*** Opening of PROVIDED RECORDS ***

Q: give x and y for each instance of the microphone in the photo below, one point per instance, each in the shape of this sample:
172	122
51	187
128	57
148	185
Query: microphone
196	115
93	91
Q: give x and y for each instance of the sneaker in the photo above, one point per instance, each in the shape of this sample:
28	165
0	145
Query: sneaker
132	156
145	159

*** Close of PROVIDED RECORDS ***
*** Opening of PROVIDED RECORDS ***

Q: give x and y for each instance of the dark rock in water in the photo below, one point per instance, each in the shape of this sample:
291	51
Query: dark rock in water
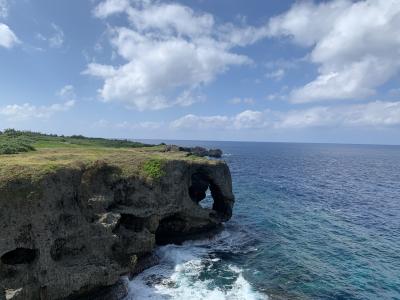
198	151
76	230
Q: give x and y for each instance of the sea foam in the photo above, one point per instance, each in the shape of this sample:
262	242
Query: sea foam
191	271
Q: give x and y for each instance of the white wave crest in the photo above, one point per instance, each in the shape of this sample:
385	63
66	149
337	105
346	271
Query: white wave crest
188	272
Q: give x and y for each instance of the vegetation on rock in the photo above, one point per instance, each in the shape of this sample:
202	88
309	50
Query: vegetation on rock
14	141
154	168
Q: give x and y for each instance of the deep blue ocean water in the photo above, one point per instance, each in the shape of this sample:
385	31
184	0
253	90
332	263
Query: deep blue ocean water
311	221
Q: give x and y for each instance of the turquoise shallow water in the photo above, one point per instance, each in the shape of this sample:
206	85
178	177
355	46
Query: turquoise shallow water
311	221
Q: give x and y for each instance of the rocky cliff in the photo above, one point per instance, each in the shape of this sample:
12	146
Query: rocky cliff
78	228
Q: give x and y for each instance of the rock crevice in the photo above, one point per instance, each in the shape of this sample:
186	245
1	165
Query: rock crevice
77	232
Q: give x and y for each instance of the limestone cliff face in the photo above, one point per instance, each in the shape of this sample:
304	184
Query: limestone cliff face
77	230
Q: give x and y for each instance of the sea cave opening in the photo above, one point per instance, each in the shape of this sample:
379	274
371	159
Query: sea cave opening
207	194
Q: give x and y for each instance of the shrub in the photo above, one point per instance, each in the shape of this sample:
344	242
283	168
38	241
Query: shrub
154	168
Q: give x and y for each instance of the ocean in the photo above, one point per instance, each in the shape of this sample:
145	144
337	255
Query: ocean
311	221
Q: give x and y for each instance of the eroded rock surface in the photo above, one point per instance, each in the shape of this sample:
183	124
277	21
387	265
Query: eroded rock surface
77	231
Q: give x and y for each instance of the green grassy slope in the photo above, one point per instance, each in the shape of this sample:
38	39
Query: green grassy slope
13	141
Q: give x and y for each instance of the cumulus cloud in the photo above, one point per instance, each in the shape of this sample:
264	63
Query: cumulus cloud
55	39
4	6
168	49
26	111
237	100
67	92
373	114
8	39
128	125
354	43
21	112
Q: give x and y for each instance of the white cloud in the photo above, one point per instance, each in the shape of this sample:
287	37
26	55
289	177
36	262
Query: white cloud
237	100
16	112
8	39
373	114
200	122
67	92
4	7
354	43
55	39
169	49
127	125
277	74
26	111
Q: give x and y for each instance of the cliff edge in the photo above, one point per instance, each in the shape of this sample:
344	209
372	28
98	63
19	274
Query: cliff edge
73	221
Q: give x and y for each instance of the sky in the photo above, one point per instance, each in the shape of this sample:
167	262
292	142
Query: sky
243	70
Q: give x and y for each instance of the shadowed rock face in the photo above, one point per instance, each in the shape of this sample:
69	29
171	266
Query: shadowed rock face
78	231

*** Close of PROVIDED RECORDS ***
*** Opening of PROVIDED RECORDS ***

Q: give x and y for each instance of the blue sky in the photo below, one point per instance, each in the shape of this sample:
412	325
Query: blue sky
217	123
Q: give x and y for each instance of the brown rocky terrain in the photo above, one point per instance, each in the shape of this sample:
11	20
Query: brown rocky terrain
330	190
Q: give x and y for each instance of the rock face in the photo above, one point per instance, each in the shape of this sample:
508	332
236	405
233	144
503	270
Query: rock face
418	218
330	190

*** Close of PROVIDED RECORDS ***

YOUR ASSIGNMENT: State only the count of lines above that hold the string "below".

ANSWER FOR THIS EXERCISE: 3